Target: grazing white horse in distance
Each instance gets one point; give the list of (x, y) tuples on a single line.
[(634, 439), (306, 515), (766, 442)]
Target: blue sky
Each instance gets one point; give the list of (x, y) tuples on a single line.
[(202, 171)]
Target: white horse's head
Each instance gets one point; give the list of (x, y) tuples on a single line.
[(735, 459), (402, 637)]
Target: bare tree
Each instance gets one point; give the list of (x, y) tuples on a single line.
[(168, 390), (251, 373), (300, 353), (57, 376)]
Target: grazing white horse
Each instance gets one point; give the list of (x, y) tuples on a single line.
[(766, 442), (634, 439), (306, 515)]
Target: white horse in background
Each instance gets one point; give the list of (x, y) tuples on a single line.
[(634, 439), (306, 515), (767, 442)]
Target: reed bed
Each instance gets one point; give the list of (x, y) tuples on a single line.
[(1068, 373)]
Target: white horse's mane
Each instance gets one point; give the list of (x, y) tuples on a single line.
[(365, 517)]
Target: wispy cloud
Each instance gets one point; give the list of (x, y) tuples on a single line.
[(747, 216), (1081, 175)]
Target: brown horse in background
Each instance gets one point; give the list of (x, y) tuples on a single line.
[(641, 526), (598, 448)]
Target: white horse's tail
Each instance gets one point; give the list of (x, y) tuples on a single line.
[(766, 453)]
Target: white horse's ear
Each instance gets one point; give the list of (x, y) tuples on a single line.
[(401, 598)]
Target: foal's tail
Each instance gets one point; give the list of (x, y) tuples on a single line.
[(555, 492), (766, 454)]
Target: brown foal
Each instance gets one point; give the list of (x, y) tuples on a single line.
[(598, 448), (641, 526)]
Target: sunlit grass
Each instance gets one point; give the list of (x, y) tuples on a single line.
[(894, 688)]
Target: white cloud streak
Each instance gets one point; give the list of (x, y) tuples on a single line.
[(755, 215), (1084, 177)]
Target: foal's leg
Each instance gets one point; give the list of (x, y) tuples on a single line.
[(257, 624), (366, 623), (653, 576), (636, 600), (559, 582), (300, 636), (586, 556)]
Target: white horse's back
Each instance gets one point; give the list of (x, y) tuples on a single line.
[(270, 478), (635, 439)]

^^^^^^^^^^^^^^^^

Activity:
Please show all lines from the entries that contain the word "foal".

Task answer:
Target: foal's tail
Target: brown foal
Target: foal's leg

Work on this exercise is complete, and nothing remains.